** YOUR TASK **
Only one span belongs in the answer: the line holding "Mark a point on each instance of the gray" through the last line of the entries below, retyped exactly.

(Records drawn from a dataset)
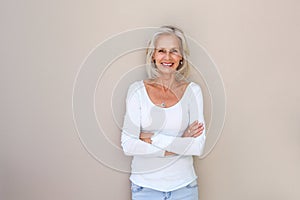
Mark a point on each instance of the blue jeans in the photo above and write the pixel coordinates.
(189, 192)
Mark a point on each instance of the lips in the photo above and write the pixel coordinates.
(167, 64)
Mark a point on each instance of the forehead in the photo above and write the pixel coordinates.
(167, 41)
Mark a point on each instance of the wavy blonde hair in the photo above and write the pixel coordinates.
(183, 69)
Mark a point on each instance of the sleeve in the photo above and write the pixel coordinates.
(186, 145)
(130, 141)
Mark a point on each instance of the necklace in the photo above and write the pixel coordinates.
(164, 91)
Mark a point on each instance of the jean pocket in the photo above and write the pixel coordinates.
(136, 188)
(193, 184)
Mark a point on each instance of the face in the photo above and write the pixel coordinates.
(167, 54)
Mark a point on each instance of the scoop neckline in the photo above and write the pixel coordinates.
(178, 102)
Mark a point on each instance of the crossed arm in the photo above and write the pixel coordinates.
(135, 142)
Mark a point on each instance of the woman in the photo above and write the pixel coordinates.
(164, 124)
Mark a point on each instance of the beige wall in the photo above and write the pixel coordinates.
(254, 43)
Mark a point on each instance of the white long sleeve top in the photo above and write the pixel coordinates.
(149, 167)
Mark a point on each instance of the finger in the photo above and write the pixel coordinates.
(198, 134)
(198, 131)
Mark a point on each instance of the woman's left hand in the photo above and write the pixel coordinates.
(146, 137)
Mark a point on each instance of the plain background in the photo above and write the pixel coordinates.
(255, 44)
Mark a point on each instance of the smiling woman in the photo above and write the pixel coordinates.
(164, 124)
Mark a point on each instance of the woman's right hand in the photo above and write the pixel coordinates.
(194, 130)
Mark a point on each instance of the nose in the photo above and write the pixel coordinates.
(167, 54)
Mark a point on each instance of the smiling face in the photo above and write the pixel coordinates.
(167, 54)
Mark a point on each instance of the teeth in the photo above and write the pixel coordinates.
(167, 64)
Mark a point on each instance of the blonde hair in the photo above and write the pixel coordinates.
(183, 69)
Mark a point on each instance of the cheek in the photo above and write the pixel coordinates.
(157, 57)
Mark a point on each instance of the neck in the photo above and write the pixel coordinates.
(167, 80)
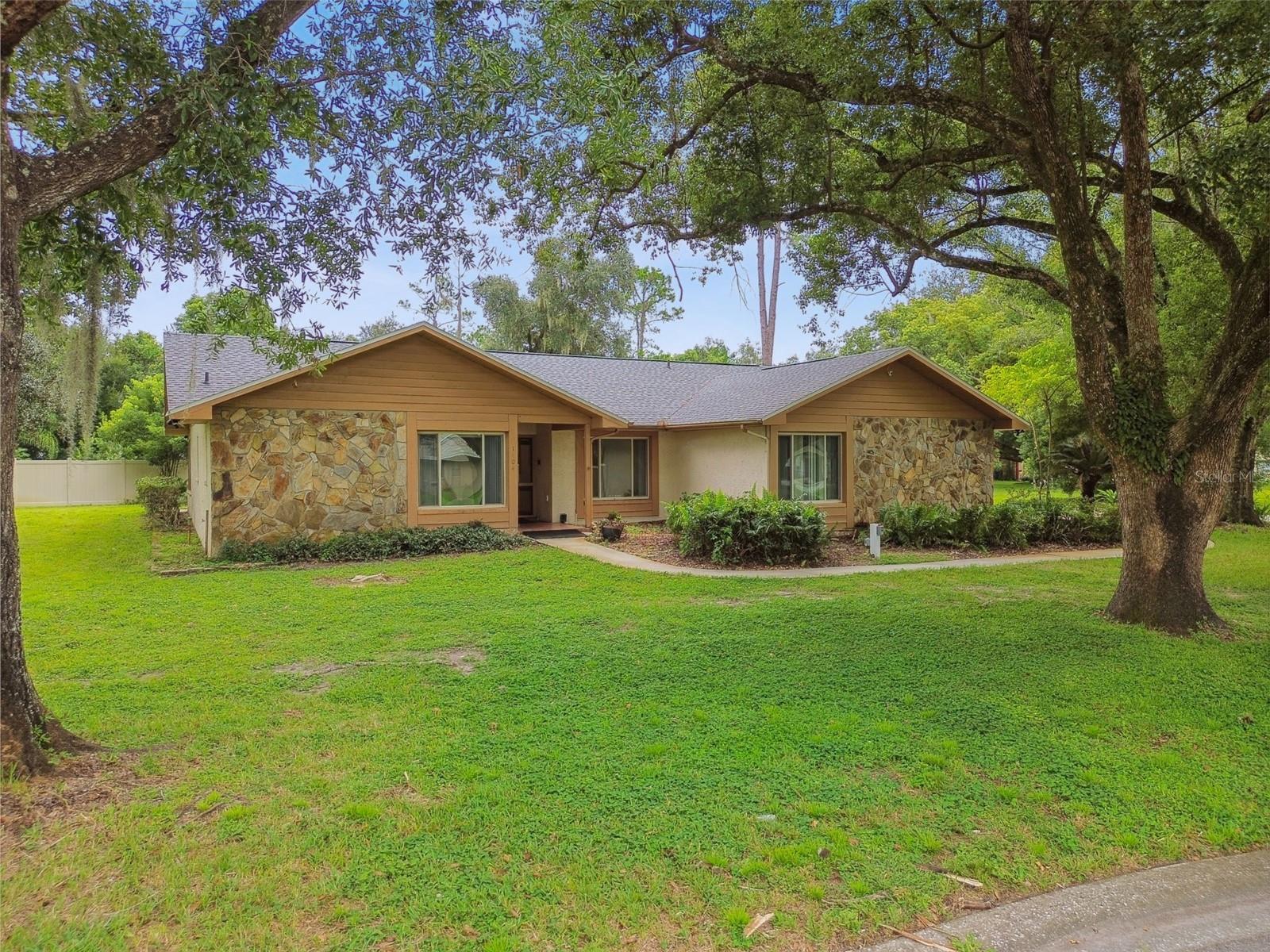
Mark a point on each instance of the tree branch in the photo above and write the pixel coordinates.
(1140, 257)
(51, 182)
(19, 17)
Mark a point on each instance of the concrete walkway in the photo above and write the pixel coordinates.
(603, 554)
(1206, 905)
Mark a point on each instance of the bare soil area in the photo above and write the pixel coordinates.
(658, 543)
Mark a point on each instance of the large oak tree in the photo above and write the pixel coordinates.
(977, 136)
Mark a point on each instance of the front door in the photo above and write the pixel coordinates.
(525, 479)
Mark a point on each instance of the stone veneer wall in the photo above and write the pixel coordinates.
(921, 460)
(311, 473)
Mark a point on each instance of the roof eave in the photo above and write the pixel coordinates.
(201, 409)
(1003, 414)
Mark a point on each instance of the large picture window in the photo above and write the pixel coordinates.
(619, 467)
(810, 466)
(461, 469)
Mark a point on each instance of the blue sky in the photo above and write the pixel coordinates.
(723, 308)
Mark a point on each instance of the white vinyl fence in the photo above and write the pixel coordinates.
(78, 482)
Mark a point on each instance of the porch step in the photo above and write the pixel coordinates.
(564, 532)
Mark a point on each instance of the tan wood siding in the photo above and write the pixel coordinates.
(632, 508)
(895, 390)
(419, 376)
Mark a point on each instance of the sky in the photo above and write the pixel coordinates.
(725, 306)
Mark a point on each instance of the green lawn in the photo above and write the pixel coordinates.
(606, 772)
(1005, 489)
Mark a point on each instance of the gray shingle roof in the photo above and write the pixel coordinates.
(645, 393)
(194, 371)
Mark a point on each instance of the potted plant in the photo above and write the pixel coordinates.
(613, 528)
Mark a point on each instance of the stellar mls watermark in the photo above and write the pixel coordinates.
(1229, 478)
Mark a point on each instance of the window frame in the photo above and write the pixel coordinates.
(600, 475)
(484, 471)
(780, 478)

** TASK SOLUTION **
Mark a point on each instance of the gray shingle roof in the photo above and write the pixel coordinates.
(645, 393)
(194, 371)
Mark a point on each instance of the potted plant in the photo above and write the pixel coordinates.
(613, 528)
Mark a point on each instance of the stellar mls watermark in the photo above and write the pixel coordinates.
(1229, 478)
Mark a point on each instance of the window frame in the photo above and write the pixel coordinates.
(600, 475)
(484, 471)
(780, 478)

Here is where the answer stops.